• [JOBS]:
1. In the mailing-list message, what default value for all timeouts and retry counts would Florian Pflug accept as a condition?
2. Decide whether each statement agrees with the mailing-list message, answering yes or no and quoting the deciding words: (a) The message is addressed to Greg Stark. (b) The message is listed under pgsql-hackers. (c) The quoted passage says that whether a connection is active during an outage is usually under someone's control.
3. Transcribe the part of the mailing-list message starting at "On Sun, Jun" and ending at "of anyone's control.".

Re: beta3 & the open items list

From: Robert Haas <robertmhaas(at)gmail(dot)com>
To: Greg Stark <gsstark(at)mit(dot)edu>
Cc: Florian Pflug <fgp(at)phlo(dot)org>, Kevin Grittner <Kevin(dot)Grittner(at)wicourts(dot)gov>, jd(at)commandprompt(dot)com, tgl(at)sss(dot)pgh(dot)pa(dot)us, pgsql-hackers(at)postgresql(dot)org
Subject: Re: beta3 & the open items list
Date: 2010-06-21 03:54:21
Message-ID: AANLkTikhcwlko4QsPonDRiYbgxdscH-9dR2IBqqmgdAT@mail.gmail.com
Views: Raw Message | Whole Thread | Download mbox | Resend email
Thread:
Lists: pgsql-hackers

On Sun, Jun 20, 2010 at 9:31 PM, Greg Stark <gsstark(at)mit(dot)edu> wrote:
> On Mon, Jun 21, 2010 at 12:42 AM, Florian Pflug <fgp(at)phlo(dot)org> wrote:
>> I'd buy that if all timeouts and retry counts would default to +infinity. But they don't, and hence sufficiently long network outages *will* cause connection aborts anyway. That a particular connection might survive due to inactivity proves nothing, since whether the connection is active or inactive during an outage is usually outside of anyone's control.

• [DATA SHOWN]:

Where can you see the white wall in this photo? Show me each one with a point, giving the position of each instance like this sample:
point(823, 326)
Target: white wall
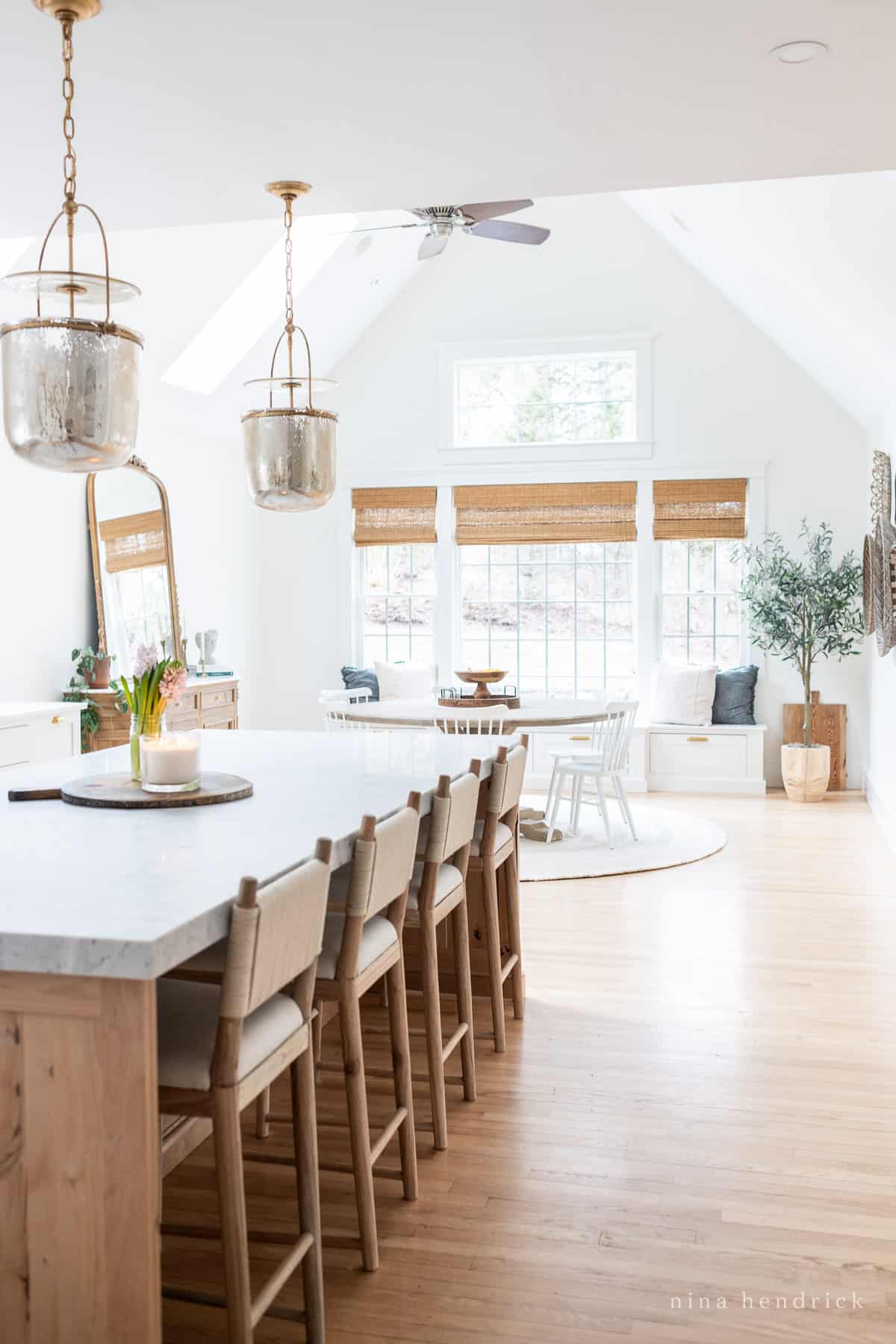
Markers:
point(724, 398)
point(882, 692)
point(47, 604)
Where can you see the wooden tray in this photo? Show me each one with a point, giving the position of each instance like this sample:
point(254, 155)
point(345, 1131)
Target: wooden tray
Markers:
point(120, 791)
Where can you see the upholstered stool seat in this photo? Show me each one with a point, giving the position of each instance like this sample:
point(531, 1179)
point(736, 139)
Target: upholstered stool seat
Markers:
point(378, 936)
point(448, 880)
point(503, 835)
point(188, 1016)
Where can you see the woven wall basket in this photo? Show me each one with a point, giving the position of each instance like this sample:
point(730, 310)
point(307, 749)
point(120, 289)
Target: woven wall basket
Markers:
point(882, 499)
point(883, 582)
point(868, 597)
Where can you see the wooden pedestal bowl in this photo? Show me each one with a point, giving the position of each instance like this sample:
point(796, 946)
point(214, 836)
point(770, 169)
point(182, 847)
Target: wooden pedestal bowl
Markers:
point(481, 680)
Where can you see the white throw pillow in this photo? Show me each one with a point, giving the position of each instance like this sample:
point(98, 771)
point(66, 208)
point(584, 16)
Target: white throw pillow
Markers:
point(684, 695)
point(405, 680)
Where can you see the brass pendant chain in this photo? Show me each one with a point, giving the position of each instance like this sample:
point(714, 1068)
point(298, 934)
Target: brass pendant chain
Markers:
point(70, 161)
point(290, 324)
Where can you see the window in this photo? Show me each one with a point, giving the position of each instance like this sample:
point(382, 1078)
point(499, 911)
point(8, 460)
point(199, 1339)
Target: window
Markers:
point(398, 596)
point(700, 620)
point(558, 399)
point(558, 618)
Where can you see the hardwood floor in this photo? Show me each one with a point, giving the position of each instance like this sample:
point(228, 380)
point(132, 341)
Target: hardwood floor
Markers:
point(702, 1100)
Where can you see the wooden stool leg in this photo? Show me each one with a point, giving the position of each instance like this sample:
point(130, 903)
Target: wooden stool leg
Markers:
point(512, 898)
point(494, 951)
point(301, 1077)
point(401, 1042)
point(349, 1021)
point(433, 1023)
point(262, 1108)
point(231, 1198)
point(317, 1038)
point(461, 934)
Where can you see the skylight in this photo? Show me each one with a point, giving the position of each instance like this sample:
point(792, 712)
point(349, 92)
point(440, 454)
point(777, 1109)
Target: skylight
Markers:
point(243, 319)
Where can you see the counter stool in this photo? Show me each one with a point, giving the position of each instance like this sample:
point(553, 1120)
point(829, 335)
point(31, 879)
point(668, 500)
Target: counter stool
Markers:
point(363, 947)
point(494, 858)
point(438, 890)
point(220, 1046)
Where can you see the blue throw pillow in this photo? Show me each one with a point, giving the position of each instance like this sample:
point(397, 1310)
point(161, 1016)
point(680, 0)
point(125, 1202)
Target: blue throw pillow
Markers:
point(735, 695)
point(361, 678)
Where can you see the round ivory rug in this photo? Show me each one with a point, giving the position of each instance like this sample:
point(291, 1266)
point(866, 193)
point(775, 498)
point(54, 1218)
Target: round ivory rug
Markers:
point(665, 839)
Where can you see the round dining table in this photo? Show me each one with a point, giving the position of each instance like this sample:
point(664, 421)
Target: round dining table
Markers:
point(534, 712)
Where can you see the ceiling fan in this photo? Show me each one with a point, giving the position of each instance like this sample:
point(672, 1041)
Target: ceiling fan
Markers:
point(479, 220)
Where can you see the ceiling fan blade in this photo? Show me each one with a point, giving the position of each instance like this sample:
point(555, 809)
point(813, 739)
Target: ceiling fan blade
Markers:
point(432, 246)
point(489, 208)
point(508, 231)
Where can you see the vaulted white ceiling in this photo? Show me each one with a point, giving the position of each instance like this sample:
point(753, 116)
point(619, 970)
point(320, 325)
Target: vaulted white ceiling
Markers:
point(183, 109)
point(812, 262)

==

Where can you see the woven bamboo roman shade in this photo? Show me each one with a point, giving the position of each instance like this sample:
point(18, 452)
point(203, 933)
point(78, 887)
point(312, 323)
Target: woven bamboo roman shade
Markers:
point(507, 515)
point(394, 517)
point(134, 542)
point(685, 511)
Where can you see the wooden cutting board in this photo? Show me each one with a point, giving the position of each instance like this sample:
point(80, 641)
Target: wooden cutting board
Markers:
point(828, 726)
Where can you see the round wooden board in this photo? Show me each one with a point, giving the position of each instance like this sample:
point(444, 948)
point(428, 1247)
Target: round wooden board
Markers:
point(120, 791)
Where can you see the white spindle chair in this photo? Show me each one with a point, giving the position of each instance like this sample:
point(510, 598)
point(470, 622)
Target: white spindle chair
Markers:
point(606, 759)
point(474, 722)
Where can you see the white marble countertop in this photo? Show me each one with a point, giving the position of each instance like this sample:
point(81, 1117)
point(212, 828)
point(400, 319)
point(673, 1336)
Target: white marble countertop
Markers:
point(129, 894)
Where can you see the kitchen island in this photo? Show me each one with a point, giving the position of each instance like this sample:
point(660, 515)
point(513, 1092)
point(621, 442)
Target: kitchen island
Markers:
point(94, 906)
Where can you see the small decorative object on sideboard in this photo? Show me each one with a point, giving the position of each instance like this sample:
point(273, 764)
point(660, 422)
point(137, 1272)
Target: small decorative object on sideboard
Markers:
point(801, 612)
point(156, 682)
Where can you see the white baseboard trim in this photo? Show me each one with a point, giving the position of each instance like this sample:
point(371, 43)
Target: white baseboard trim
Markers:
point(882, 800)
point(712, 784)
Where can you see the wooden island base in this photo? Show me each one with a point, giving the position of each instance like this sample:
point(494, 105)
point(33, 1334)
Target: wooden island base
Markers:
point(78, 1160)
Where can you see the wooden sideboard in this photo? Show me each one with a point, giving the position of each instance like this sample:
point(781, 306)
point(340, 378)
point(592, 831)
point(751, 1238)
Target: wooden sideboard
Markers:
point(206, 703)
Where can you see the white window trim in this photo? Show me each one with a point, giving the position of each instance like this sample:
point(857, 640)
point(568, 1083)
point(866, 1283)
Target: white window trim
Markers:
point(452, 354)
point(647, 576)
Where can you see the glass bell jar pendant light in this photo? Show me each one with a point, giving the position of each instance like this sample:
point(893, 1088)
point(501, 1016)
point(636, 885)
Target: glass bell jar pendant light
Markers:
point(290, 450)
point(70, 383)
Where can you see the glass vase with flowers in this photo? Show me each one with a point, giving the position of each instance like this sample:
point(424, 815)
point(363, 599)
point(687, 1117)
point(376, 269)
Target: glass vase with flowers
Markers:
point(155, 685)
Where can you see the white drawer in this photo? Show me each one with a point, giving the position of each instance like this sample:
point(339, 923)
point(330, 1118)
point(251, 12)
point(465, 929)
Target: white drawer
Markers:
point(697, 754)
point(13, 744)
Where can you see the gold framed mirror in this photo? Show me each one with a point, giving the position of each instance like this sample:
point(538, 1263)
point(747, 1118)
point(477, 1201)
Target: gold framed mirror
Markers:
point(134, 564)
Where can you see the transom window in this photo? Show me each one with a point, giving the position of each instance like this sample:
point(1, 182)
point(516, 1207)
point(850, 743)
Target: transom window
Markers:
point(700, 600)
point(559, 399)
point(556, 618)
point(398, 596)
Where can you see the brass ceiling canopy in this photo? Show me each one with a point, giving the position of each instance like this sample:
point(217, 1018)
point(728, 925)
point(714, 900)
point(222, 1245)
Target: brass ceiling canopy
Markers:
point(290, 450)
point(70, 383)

• [COMPLETE ANSWERS]:
1. +infinity

2.
(a) Yes: "To: Greg Stark <gsstark(at)mit(dot)edu>"
(b) Yes: "Lists: pgsql-hackers"
(c) No: "whether the connection is active or inactive during an outage is usually outside of anyone's control"

3.
On Sun, Jun 20, 2010 at 9:31 PM, Greg Stark <gsstark(at)mit(dot)edu> wrote:
> On Mon, Jun 21, 2010 at 12:42 AM, Florian Pflug <fgp(at)phlo(dot)org> wrote:
>> I'd buy that if all timeouts and retry counts would default to +infinity. But they don't, and hence sufficiently long network outages *will* cause connection aborts anyway. That a particular connection might survive due to inactivity proves nothing, since whether the connection is active or inactive during an outage is usually outside of anyone's control.